• _TRECHO_:
O acompanhamento pessoal
            Por último, havia o contato pessoal com cada irmã. Francisco tinha uma longa experiência como confessor e diretor espiritual de pessoas orientadas individualmente. Era necessário levar em conta, é evidente, a «variedade dos espíritos», dos temperamentos, das situações particulares e dos progressos na perfeição.
            Nos relatos de Maria Adriana Fichet, lê-se um episódio que mostra o modo de agir do bispo de Genebra: «Senhor Bispo, Vossa Excelência teria a bondade de indicar a cada uma de nós uma virtude para nos comprometermos individualmente a praticá-la?». Talvez se tratasse de um estratagema piedoso inventado pela superiora. O fundador respondeu: «Com prazer, madre; é preciso começar pela senhora». As irmãs se retiraram e o bispo as chamou uma a uma e, passeando, lançava a cada uma um «desafio» em segredo. Durante a recreação seguinte, todas ficaram evidentemente cientes do desafio que ele havia confidenciado a cada uma em particular. À madre de Chantal, ele havia recomendado «a indiferença e o amor à vontade de Deus»; a Jacqueline Favre, «a presença de Deus»; a Charlotte de Bréchard, «a resignação à vontade de Deus». Os desafios destinados às outras religiosas diziam respeito, uma após a outra, à modéstia e à tranquilidade, ao amor à própria condição, à mortificação dos sentidos, à afabilidade, à humildade interior, à humildade exterior, ao desapego dos pais e do mundo, à mortificação das paixões.
            Ao falar às irmãs da Visitação, tentadas a considerar a perfeição como uma roupa a ser vestida, lembrava com uma ponta de humor sua responsabilidade pessoal:

Vocês gostariam que eu lhes ensinasse um caminho de perfeição já pronto e feito, para que não houvesse mais nada a fazer a não ser vesti-lo, como fariam com um vestido, e assim se encontrariam perfeitas sem esforço; ou seja, gostariam que eu lhes apresentasse uma perfeição já confeccionada […]. Certamente, se isso estivesse ao meu alcance, eu seria o homem mais perfeito do mundo; de fato, se pudesse dar a perfeição aos outros sem fazer nada, asseguro que primeiro a tomaria para mim.

• _INSTRUÇÕES DA TAREFA_:
Continue o trecho acima sobre o acompanhamento pessoal de Francisco às irmãs da Visitação, começando logo depois da última frase.

• _DADOS FORNECIDOS_:
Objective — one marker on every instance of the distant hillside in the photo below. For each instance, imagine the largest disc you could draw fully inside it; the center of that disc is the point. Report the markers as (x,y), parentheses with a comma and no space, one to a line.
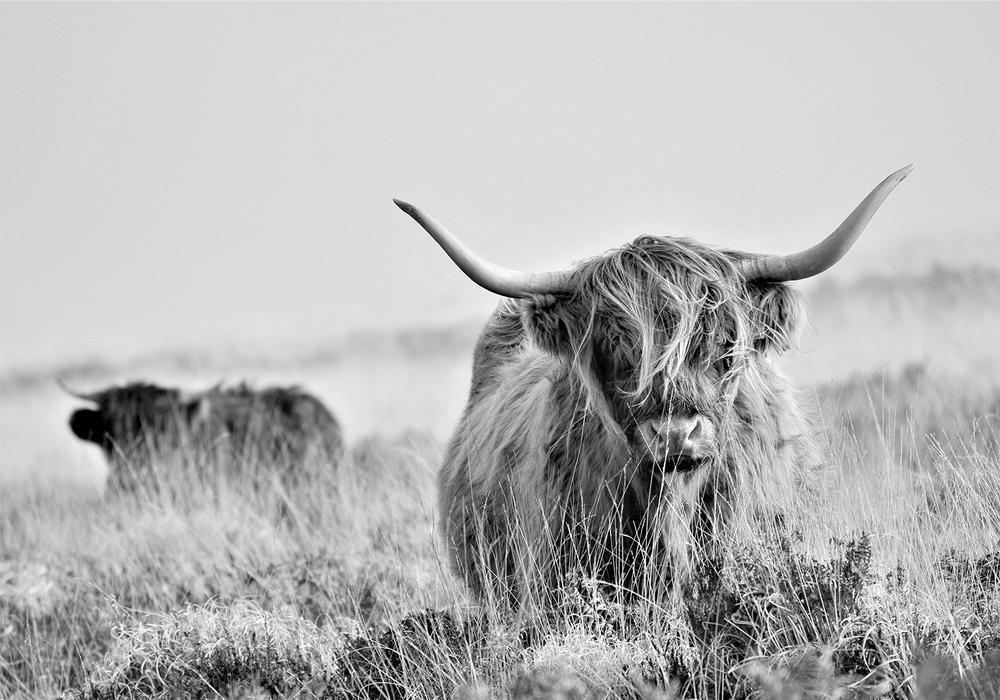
(945,318)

• _RESULTADO A SEGUIR_:
            Como conciliar numa comunidade a necessária unidade, ou melhor, uniformidade, com a diversidade das pessoas e dos temperamentos que a compõem? O fundador escrevia a esse respeito à superiora da Visitação de Lião: «Se se encontrar alguma alma ou até mesmo alguma noviça que sinta muita repugnância em se submeter àqueles exercícios que são indicados, e se essa repugnância não nasce de um capricho, de presunção, de altivez ou tendências melancólicas, caberá à mestra das noviças conduzir por outro caminho, embora este seja útil para o ordinário, como demonstra a experiência». Como sempre, obediência e liberdade não devem ser opostas uma à outra.
            Força e doçura devem também caracterizar a maneira como as superioras da Visitação deveriam «modelar» as almas. De fato, diz a elas, é «com as suas mãos» que Deus «modela as almas, usando ou o martelo, ou o cinzel, ou o pincel, a fim de configurá-las todas a seu gosto». As superioras devem ter «corações de pais sólidos, firmes e constantes, sem descuidar das ternuras de mães que fazem desejar os doces às crianças, seguindo a ordem divina que governa tudo com uma força muito suave e uma suavidade muito forte».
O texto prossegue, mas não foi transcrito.